TO DO>
Reproduce the complete set of records, exactly as they appear.

━━━━━ SUPPLIED MATERIAL ━━━━━

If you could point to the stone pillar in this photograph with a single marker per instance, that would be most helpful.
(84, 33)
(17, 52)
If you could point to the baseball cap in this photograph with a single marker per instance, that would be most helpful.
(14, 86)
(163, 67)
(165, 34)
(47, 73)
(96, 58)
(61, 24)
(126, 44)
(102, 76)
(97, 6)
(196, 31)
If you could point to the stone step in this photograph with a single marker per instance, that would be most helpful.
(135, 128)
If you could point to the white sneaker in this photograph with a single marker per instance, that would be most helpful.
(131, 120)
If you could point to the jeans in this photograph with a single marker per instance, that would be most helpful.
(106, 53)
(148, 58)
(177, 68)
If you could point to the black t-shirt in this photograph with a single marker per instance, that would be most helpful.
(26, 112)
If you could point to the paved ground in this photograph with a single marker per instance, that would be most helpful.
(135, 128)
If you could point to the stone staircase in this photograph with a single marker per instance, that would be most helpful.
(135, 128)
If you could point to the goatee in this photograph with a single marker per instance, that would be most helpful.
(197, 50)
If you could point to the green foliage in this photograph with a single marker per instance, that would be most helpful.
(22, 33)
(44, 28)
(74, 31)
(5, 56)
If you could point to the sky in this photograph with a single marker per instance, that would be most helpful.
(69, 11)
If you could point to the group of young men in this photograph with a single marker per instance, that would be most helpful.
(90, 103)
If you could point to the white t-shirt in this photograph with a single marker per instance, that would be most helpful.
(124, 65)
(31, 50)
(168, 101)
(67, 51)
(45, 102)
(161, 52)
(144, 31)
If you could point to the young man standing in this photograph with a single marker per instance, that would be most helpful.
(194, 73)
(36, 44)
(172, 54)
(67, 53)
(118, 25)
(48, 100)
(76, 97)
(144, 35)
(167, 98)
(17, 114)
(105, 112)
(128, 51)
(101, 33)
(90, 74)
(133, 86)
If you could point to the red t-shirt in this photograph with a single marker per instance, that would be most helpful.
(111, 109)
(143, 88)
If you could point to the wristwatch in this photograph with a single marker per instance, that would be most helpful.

━━━━━

EXPECTED ANSWER>
If you could point to the stone pillar in this photograph with a single marker per instance, that would be most helpful.
(84, 33)
(17, 52)
If you could point to the baseball cap in this photograph with a single marker per instance, that would be most helpful.
(14, 86)
(163, 67)
(165, 34)
(47, 73)
(96, 58)
(61, 24)
(126, 44)
(102, 76)
(97, 6)
(196, 31)
If you could point to the stone step in this photograph with a single marker per instance, that would be most helpful.
(135, 128)
If you could point to the white sneaker in this photograph with a single marker per instance, that would be most helpful.
(131, 120)
If you could point to the jeans in this photograph with a single marker per instance, that would be most helpful.
(106, 53)
(148, 58)
(177, 68)
If you could point to the black t-shirt in this photograph with a single marker per instance, that would be most helpful.
(26, 112)
If you could point to the paved ground in this photograph with a single marker per instance, that would be most helpful.
(135, 128)
If you could point to the stone staircase in this photograph with a single marker per instance, that would be most helpful.
(135, 128)
If you could point to the goatee in this photograph with a single marker per instance, that would be most helpful.
(197, 50)
If you could point to the green foliage in this photograph with a single marker per instance, that would be most helpful.
(22, 33)
(44, 28)
(74, 31)
(5, 56)
If you could point to the sky in this photograph with a single marker per instance, that would be most helpful.
(69, 11)
If you could point to the group of young men in this photograph with a single marker per instance, that would be most helpful.
(90, 103)
If you could point to the white t-shirt in this photograph with a single marker per instance, that would be most helpful.
(124, 65)
(31, 50)
(168, 101)
(67, 51)
(45, 102)
(161, 52)
(144, 31)
If you could point to the young man standing in this photograph with a single marker per instance, that would be most helpful.
(194, 73)
(36, 44)
(172, 54)
(67, 53)
(118, 25)
(48, 100)
(76, 97)
(144, 35)
(167, 98)
(17, 114)
(105, 112)
(128, 51)
(101, 33)
(90, 74)
(133, 86)
If you could point to the red t-shirt in this photograph with a single marker per instance, that would be most helpful.
(111, 109)
(143, 88)
If you could point to the wristwatch in this photograph with a single marker per instance, that would be most helpful.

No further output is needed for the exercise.